For the records below, tally every line that has the word "green" and reply with the number alone.

THE DATA:
########

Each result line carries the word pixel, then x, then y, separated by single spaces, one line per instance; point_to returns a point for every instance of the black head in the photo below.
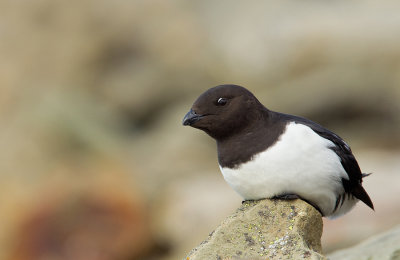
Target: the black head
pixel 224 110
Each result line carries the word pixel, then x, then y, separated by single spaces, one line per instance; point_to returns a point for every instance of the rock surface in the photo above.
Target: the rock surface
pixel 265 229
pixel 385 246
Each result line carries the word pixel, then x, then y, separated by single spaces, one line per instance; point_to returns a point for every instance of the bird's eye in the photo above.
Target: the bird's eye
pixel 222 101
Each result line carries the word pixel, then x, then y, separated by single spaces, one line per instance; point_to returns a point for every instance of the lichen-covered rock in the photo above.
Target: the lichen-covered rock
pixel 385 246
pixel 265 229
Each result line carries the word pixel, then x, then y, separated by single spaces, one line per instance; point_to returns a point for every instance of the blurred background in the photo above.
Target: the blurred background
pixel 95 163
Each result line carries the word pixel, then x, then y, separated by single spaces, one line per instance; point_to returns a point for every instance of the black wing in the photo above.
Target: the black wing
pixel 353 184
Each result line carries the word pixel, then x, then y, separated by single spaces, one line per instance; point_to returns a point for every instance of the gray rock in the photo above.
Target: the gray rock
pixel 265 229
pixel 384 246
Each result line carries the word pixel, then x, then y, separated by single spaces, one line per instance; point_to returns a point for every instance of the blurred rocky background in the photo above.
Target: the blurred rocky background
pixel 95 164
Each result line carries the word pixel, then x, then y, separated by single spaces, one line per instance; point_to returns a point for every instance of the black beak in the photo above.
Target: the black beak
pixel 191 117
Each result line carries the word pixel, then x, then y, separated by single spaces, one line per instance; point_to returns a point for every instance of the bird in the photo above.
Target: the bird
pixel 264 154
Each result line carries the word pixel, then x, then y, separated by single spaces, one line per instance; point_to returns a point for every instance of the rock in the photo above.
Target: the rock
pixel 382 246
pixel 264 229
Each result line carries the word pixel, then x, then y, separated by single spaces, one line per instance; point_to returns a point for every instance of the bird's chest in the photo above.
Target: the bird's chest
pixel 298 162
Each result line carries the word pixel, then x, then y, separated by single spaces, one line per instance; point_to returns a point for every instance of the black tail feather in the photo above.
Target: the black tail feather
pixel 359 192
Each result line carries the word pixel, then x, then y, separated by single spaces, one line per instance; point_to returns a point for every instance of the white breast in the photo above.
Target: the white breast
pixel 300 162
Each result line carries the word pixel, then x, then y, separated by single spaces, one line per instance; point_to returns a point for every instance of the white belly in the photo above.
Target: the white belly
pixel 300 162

########

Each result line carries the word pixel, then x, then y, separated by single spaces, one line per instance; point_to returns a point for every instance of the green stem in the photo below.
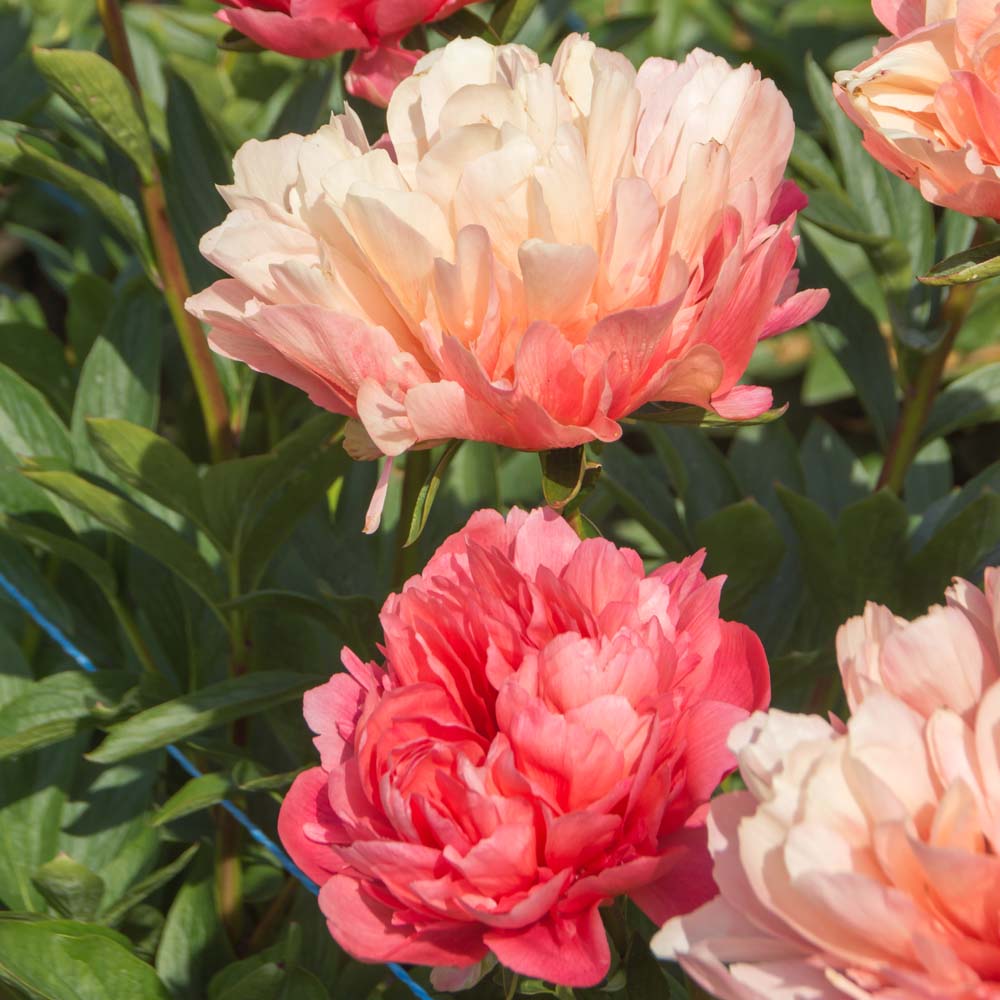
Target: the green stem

########

EXPECTED ANSWER:
2